# WORK TO BE COMPLETED
Retype word for word the stretch of entries below from the line that has "Target: navy blue swimsuit" through the line that has "Put a marker on every instance of the tall", and omit the pictures.

#### LISTED RECORDS

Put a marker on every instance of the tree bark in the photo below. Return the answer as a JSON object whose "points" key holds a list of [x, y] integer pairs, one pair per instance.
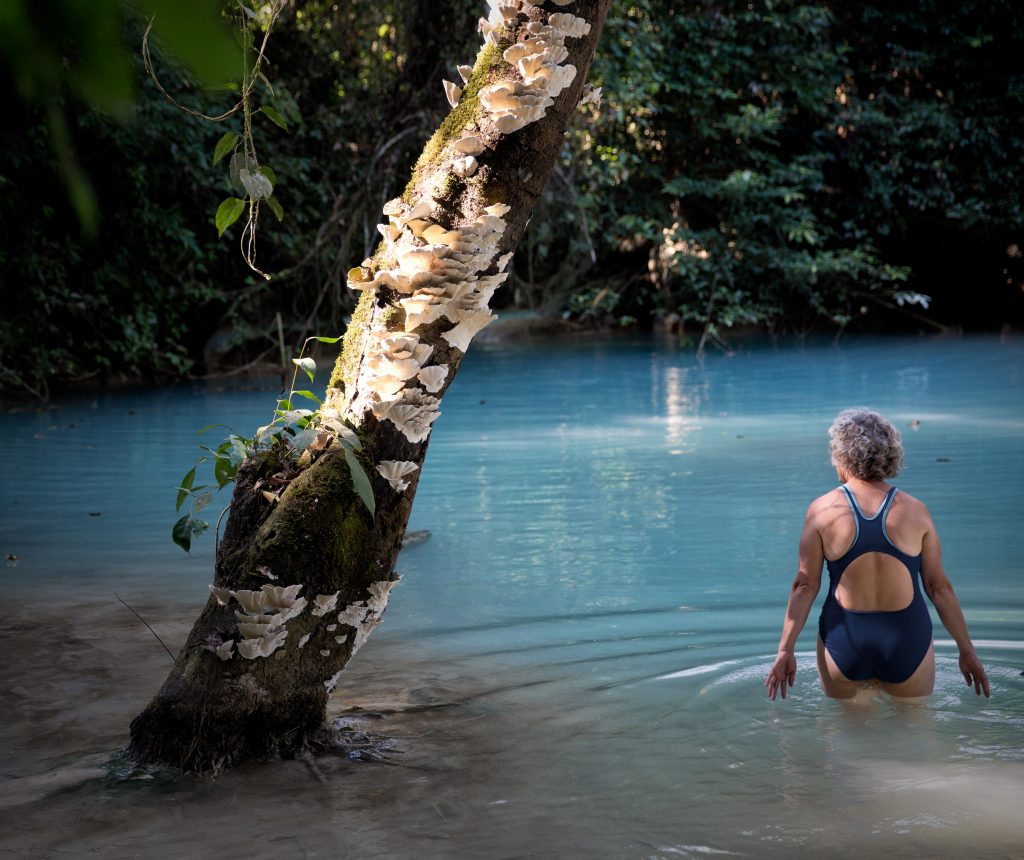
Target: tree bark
{"points": [[301, 583]]}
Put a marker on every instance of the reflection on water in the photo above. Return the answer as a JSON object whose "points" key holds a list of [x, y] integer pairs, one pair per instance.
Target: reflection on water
{"points": [[572, 663]]}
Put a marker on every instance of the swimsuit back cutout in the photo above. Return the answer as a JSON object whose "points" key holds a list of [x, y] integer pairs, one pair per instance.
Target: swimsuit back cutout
{"points": [[886, 645]]}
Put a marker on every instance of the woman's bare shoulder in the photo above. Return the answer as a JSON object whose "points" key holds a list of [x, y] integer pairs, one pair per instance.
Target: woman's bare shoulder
{"points": [[911, 507], [827, 503]]}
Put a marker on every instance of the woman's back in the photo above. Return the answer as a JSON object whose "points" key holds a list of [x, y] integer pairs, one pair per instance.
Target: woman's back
{"points": [[877, 581]]}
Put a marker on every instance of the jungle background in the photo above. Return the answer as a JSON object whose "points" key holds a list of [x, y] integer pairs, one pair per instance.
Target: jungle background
{"points": [[782, 167]]}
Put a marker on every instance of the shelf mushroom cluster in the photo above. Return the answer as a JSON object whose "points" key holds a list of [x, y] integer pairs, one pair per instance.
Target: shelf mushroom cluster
{"points": [[262, 619], [539, 58], [438, 270], [437, 277], [363, 616]]}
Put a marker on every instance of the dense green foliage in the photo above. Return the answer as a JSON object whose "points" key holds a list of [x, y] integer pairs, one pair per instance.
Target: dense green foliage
{"points": [[798, 166], [774, 164]]}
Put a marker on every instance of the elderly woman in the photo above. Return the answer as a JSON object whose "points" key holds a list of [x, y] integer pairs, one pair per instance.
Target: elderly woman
{"points": [[881, 547]]}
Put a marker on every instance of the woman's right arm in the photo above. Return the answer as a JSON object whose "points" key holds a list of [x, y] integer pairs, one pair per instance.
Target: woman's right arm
{"points": [[940, 592], [805, 589]]}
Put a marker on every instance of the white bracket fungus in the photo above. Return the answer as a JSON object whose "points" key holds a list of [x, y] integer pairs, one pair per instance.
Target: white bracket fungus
{"points": [[262, 618], [468, 327], [393, 470]]}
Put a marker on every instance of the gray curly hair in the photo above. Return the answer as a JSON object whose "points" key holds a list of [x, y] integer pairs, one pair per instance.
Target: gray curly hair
{"points": [[865, 444]]}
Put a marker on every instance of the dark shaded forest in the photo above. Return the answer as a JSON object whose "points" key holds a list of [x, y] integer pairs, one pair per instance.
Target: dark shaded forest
{"points": [[793, 168]]}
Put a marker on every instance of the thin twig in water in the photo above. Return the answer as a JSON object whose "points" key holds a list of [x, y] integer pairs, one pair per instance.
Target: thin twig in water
{"points": [[144, 621]]}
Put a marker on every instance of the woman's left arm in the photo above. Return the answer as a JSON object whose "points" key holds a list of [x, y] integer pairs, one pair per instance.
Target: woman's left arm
{"points": [[940, 592]]}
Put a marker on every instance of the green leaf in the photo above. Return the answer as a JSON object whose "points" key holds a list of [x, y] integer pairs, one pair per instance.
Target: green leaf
{"points": [[304, 438], [227, 213], [307, 364], [275, 208], [273, 116], [224, 471], [348, 438], [292, 416], [182, 531], [360, 481], [224, 145]]}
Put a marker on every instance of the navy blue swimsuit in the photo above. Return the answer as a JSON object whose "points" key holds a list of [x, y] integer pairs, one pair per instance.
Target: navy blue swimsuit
{"points": [[888, 646]]}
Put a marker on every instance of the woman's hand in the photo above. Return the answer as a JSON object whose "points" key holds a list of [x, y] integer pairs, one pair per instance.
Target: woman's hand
{"points": [[974, 672], [783, 672]]}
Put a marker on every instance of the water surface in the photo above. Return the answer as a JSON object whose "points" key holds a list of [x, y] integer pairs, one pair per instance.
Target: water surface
{"points": [[572, 663]]}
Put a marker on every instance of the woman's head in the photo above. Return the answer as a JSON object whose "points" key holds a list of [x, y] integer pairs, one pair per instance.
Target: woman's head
{"points": [[865, 445]]}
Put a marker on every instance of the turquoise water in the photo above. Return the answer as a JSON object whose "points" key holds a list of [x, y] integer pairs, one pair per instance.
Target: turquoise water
{"points": [[613, 529]]}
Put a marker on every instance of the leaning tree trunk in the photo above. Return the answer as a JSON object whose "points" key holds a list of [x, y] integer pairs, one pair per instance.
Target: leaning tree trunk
{"points": [[300, 583]]}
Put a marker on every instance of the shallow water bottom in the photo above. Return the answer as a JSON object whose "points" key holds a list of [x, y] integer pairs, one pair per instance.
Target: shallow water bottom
{"points": [[497, 759]]}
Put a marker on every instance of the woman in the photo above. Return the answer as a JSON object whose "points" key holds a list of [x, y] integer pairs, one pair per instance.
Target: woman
{"points": [[875, 628]]}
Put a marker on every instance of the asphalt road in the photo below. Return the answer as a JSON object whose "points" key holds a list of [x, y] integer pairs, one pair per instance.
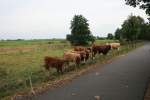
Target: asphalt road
{"points": [[125, 78]]}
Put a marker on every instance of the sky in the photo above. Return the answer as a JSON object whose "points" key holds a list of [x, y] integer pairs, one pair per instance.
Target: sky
{"points": [[44, 19]]}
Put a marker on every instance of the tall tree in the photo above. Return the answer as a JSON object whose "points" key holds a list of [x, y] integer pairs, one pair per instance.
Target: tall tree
{"points": [[118, 33], [80, 32], [110, 36], [143, 4], [131, 27]]}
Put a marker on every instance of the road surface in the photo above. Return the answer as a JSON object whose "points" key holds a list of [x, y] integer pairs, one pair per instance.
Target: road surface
{"points": [[125, 78]]}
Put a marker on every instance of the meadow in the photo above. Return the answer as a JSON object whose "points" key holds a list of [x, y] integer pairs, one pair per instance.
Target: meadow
{"points": [[21, 60]]}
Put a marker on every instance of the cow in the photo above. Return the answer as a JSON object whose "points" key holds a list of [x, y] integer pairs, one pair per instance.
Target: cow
{"points": [[72, 57], [54, 62], [85, 51], [115, 45], [104, 49]]}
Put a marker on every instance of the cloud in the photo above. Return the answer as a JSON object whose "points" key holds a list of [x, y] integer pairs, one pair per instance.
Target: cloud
{"points": [[39, 18]]}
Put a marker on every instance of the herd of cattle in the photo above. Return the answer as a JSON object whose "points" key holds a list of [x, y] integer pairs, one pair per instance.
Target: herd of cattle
{"points": [[77, 55]]}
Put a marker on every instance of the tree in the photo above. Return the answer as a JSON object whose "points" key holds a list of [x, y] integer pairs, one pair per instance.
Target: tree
{"points": [[80, 32], [118, 34], [131, 27], [145, 32], [143, 4], [110, 36]]}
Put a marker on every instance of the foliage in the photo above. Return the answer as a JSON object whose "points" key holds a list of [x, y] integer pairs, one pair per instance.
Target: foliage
{"points": [[110, 36], [118, 34], [80, 32], [143, 4], [132, 29]]}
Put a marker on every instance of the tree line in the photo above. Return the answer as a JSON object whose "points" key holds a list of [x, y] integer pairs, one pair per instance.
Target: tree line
{"points": [[133, 28]]}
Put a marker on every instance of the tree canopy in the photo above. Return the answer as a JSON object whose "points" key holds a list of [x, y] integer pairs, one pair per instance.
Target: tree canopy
{"points": [[80, 32], [110, 36], [143, 4], [133, 28]]}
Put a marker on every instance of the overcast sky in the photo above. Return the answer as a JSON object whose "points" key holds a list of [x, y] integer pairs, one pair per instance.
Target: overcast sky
{"points": [[27, 19]]}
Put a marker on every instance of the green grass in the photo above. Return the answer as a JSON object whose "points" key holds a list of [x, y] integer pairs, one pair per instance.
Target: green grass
{"points": [[16, 67]]}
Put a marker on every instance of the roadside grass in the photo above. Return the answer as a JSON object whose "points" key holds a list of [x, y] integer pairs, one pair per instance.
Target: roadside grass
{"points": [[16, 68]]}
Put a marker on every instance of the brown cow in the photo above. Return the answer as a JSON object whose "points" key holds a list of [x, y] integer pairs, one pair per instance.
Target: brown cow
{"points": [[72, 57], [54, 62], [104, 49], [85, 51]]}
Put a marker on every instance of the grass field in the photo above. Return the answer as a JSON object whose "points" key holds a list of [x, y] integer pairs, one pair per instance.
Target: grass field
{"points": [[20, 60]]}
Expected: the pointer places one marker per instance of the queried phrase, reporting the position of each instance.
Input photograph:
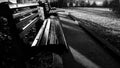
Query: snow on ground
(111, 23)
(100, 9)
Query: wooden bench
(24, 33)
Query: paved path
(84, 51)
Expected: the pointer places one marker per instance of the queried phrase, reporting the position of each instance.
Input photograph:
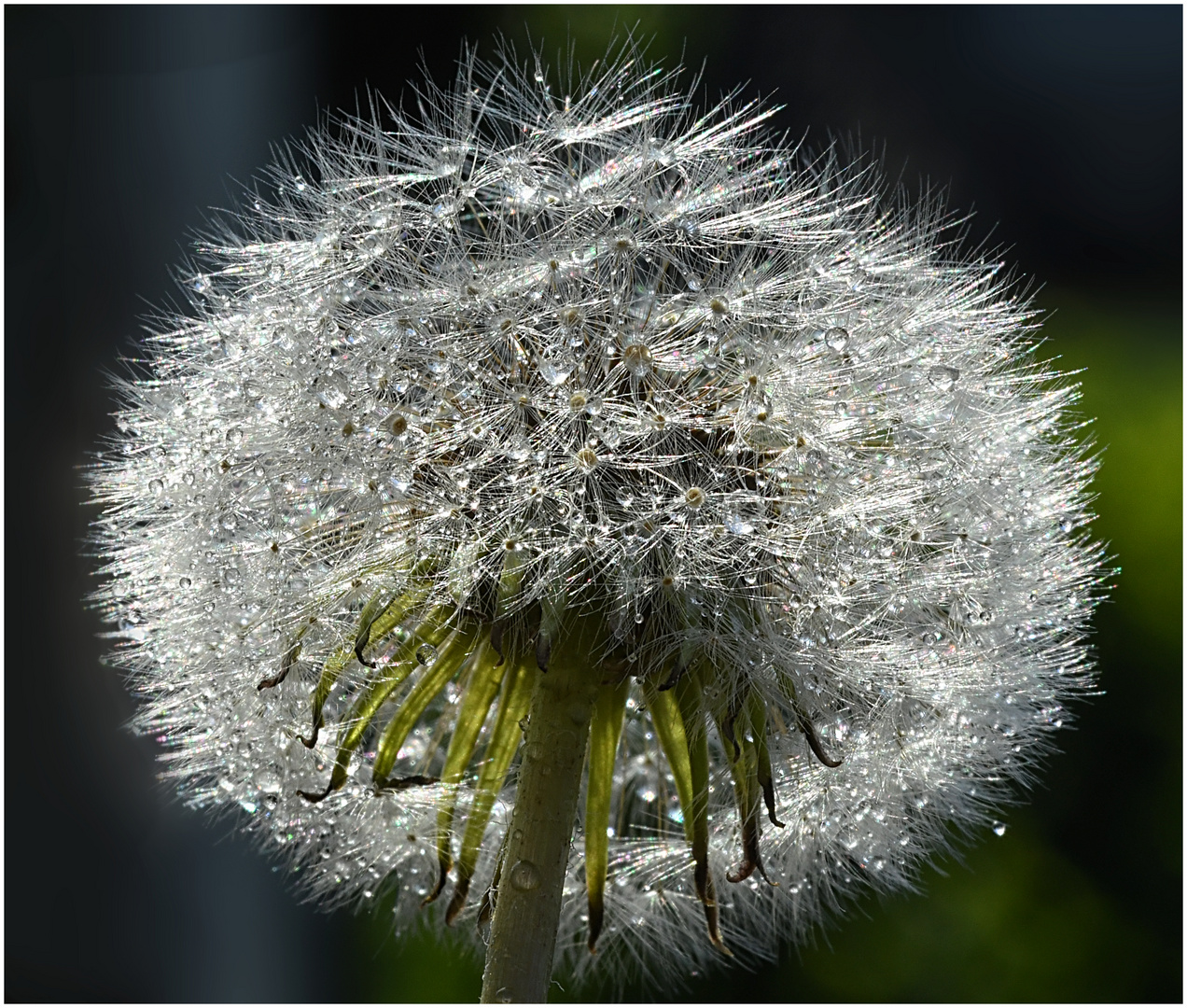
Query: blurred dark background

########

# RESPONSE BOX
Target: navy blue swimsuit
{"points": [[888, 646]]}
Put a marker on every instance of the woman's hand in the photo above. Return the answer as a JSON object whose "points" key holds a list of [x, y] integer pairs, one pair per instance.
Target: woman's hand
{"points": [[974, 672], [783, 672]]}
Put a marker on every instance of the water surface in the photo above. Return the answer as a JSON object whose "points" key holds a list of [x, y] integer pairs, one pair per instance.
Target: water surface
{"points": [[572, 663]]}
Put a marker on every instance of the woman's head in the photo above. Return the answer as a JSON object whose "points" key holds a list of [x, y] integer pairs, one pair per instance.
Target: woman's head
{"points": [[865, 445]]}
Put a marker on every instance of the turquoise water in the photo above. Return the answer as a JSON object whose "points" key holds a list of [x, y] integer pairs, one pair per instance.
Target: turquoise water
{"points": [[613, 529]]}
Put a marker on every instance of the leaning tree trunk in the photo above. Return the answer as a JSON object whose "points" key holds a list of [x, y] integer pairs, one pair per instance.
Target: leaning tree trunk
{"points": [[300, 583]]}
Put a marker on every instance of the shallow water bottom in the photo above. Return the answer as a JSON object whose "points" key holds a list of [x, y] integer pairs, one pair per instance.
Target: shallow water bottom
{"points": [[497, 759]]}
Put a marker on every instance of the woman in the photo above. Return the answer as a JSON object whose "points" key holds a list of [x, y] integer pairs, one pair per instance.
Target: woman
{"points": [[875, 628]]}
Put a marker on every instance of the asphalt road in the photo below. Return the answer as a JSON object whose "points" key holds a list of [x, y] integer pairs, one pair per instance.
Target: asphalt road
{"points": [[125, 78]]}
Put a marker on every instance of the sky in the photo above. Return the answer as a JSON object whose "points" key holds a list of [x, y] integer pairs, one pair per instance.
Target: sky
{"points": [[44, 19]]}
Put a marker on every instance of the tall tree in the photo above. Return the answer as a JSON object whose "points" key holds a list of [x, y] integer pairs, one pair per instance.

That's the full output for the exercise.